How to complete this task ▸
There is material below. Print exactly the lines starting at the line with "Task: where can the stone path" and ending at the line with "Target: stone path", ends included, and no others.

Data extracts ▸
☆ ☆ ☆ ☆ ☆

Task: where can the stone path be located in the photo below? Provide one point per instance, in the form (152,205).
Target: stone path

☆ ☆ ☆ ☆ ☆

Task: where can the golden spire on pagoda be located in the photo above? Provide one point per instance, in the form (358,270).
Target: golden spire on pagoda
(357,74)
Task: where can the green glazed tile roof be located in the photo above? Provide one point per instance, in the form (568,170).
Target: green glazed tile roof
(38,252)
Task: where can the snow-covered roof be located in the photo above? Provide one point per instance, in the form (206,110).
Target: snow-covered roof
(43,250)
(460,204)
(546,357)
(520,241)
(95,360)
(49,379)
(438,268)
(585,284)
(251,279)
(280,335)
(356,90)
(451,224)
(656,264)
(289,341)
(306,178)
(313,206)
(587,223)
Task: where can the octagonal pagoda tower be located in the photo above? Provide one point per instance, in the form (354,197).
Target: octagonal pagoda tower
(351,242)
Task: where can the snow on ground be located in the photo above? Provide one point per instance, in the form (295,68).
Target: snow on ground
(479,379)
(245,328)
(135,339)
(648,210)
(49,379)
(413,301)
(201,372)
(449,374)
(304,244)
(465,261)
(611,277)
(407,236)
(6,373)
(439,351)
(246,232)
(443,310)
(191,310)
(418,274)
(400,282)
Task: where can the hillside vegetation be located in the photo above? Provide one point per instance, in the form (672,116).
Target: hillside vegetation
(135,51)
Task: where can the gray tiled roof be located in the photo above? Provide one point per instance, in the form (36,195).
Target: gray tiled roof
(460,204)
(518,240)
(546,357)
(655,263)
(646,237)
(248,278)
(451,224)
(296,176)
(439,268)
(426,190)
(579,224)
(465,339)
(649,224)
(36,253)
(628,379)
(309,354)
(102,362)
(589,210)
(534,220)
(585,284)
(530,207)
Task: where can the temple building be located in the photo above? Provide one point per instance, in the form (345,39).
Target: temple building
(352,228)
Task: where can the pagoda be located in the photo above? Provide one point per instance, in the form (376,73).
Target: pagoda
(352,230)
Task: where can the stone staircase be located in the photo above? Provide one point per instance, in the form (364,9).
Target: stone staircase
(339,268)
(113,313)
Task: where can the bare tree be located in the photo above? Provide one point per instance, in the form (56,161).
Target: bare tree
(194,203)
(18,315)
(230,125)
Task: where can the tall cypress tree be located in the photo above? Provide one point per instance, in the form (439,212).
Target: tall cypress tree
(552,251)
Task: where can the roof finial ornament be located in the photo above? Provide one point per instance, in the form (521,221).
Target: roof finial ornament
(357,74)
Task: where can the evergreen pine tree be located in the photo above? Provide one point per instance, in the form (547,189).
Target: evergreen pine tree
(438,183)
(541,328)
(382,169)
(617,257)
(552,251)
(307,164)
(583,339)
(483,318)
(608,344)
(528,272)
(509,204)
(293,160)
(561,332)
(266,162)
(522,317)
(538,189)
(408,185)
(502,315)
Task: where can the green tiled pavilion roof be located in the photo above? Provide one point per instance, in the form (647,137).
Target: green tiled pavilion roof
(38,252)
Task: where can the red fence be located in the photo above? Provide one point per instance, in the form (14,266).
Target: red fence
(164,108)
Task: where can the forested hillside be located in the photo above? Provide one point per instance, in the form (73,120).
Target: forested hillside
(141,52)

☆ ☆ ☆ ☆ ☆

Task response ▸
Task: where can the stone path be located in the photo below? Provide one point per instance, in the form (152,205).
Target: stone path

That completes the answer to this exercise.